_Aim of the exercise_:
Format every line of the records below as a Markdown table with two columns, No. and Line, numbering the rows and skipping blank lines. Leave the pictures out of the answer.

_Records provided_:
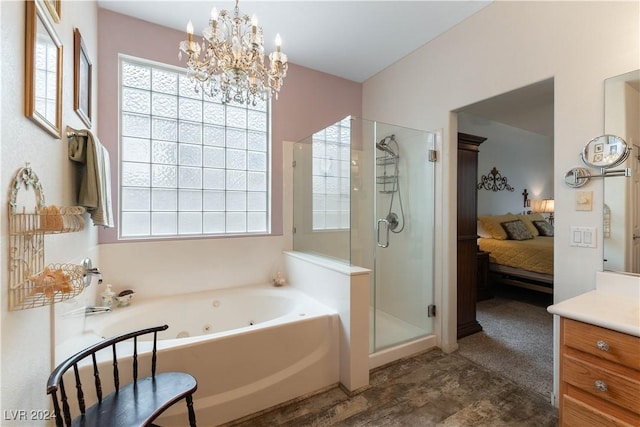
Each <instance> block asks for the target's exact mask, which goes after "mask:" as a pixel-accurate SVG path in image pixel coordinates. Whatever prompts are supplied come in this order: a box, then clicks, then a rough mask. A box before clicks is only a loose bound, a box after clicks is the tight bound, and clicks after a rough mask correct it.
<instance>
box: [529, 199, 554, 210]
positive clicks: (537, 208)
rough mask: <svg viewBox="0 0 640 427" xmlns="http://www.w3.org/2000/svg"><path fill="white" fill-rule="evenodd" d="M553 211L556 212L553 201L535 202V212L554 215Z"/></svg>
mask: <svg viewBox="0 0 640 427" xmlns="http://www.w3.org/2000/svg"><path fill="white" fill-rule="evenodd" d="M553 211H554V200H553V199H542V200H534V201H533V212H539V213H553Z"/></svg>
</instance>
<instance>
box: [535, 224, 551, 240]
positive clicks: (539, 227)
mask: <svg viewBox="0 0 640 427" xmlns="http://www.w3.org/2000/svg"><path fill="white" fill-rule="evenodd" d="M533 225H535V227H536V228H537V229H538V231H539V232H540V236H549V237H553V225H551V224H549V223H548V222H547V221H545V220H541V221H533Z"/></svg>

_Answer box_:
| No. | Line |
|---|---|
| 1 | Each <instance> block asks for the target's exact mask, which goes after "mask:" as a pixel-accurate SVG path in image pixel coordinates. Whatever prompts are supplied come in this order: a box, then clicks, then a rough mask. A box before clicks is only a loose bound, a box after clicks is the tight bound, and clicks after a rough mask correct it. |
| 2 | <instance> |
| 3 | box: [529, 199, 554, 210] |
| 4 | positive clicks: (537, 208) |
| 5 | rough mask: <svg viewBox="0 0 640 427" xmlns="http://www.w3.org/2000/svg"><path fill="white" fill-rule="evenodd" d="M553 211L556 212L553 201L535 202V212L554 215Z"/></svg> |
| 6 | mask: <svg viewBox="0 0 640 427" xmlns="http://www.w3.org/2000/svg"><path fill="white" fill-rule="evenodd" d="M553 211H554V200H553V199H542V200H534V201H533V212H539V213H553Z"/></svg> |
| 7 | </instance> |
| 8 | <instance> |
| 9 | box: [535, 224, 551, 240] |
| 10 | positive clicks: (539, 227) |
| 11 | mask: <svg viewBox="0 0 640 427" xmlns="http://www.w3.org/2000/svg"><path fill="white" fill-rule="evenodd" d="M533 225H535V227H536V228H537V229H538V231H539V232H540V236H549V237H553V225H551V224H549V223H548V222H547V221H545V220H541V221H533Z"/></svg> |